# What is needed
Restate word for word the lines of the records below, starting at the line that contains "Pick out the electricity" and ending at the line that contains "Pick out the shrub. One pin per instance.", with both of those lines included and nothing else.
Given records Start Marker
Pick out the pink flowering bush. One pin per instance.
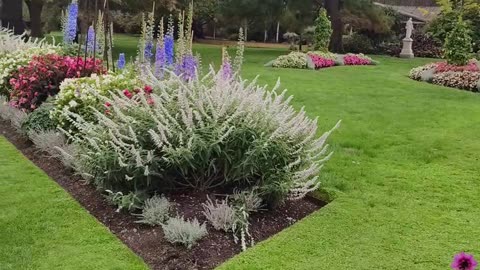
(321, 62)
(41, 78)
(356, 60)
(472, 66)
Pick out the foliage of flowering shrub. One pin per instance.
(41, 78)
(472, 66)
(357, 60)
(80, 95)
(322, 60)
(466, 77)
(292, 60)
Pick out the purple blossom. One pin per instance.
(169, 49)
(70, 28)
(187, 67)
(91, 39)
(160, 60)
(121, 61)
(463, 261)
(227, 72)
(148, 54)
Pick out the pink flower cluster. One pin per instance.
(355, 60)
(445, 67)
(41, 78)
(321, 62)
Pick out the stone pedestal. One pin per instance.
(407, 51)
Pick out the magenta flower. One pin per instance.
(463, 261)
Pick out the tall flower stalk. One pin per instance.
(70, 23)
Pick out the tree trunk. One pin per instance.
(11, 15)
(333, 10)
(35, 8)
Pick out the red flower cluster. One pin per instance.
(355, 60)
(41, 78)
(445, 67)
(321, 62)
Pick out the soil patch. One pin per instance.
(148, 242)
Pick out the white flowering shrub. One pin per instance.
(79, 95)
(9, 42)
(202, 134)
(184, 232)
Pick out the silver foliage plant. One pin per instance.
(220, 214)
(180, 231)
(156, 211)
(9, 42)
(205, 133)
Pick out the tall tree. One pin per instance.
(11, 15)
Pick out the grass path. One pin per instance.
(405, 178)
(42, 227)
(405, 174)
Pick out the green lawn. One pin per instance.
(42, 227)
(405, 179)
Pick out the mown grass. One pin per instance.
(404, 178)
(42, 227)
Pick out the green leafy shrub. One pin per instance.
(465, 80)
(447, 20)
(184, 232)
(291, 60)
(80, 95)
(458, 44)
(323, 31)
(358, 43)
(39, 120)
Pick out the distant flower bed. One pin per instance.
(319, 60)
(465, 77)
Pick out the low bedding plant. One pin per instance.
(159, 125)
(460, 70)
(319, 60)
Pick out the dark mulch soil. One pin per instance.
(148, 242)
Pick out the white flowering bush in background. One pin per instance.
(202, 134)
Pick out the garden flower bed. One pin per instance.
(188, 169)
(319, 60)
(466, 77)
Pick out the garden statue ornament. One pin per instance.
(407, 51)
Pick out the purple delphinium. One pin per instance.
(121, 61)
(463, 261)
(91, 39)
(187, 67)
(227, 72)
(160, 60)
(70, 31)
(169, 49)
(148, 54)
Given records End Marker
Given records Start Marker
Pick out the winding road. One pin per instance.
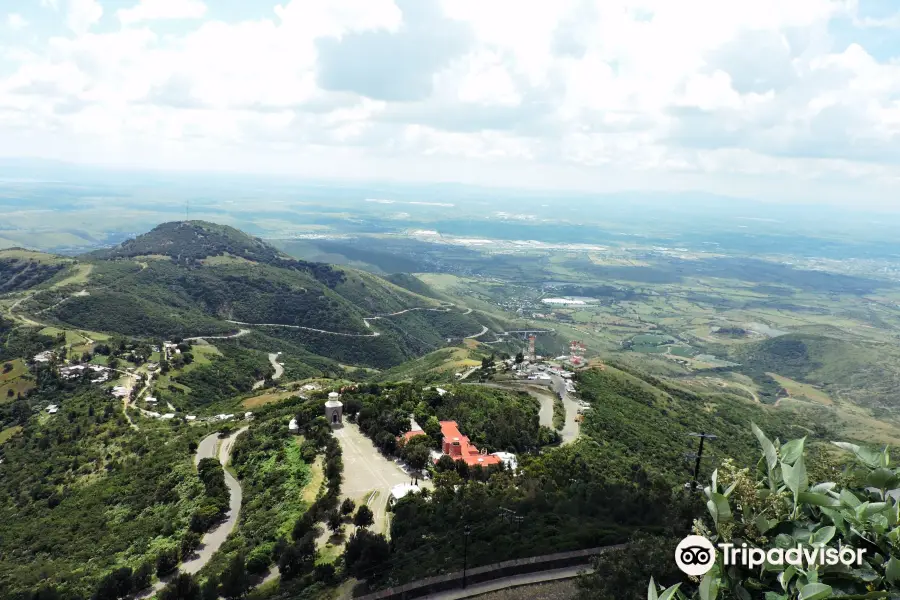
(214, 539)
Given records End Marker
Given records Start Marker
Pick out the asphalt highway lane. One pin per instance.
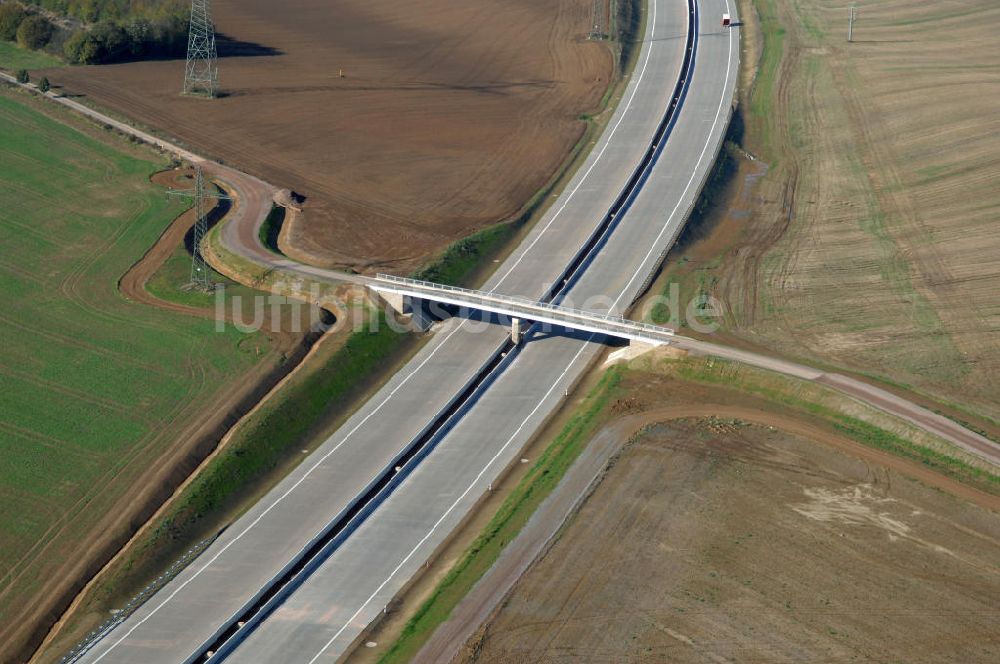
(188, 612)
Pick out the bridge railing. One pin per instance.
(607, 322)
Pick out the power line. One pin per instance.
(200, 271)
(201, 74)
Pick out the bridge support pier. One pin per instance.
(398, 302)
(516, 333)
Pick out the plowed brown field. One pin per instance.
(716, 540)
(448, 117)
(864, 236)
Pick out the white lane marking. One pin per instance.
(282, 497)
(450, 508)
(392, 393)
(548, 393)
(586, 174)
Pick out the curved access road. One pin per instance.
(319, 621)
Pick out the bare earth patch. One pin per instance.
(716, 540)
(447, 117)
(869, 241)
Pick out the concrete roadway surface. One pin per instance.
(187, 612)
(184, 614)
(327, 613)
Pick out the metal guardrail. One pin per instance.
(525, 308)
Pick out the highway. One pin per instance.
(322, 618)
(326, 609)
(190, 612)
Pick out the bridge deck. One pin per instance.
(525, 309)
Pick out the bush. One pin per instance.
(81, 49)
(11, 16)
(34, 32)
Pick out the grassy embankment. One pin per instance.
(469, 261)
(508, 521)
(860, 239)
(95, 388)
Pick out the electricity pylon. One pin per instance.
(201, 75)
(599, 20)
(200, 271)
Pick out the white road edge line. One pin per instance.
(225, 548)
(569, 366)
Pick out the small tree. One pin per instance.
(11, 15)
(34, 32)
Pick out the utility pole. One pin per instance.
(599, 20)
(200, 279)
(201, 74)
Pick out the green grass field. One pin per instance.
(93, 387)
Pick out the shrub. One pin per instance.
Given records End Marker
# Finished task
Pick out the electricity pylon. One pin per instance.
(201, 75)
(599, 20)
(200, 271)
Pick out the white road edge line. One pin per instance.
(225, 548)
(569, 366)
Pick out the small tree. One pin per instance.
(11, 15)
(34, 32)
Pick out the utility pole. One pin per instance.
(599, 20)
(200, 279)
(201, 74)
Pick out the green grass field. One pin per instance.
(93, 387)
Pick out the shrub. One pin per instance.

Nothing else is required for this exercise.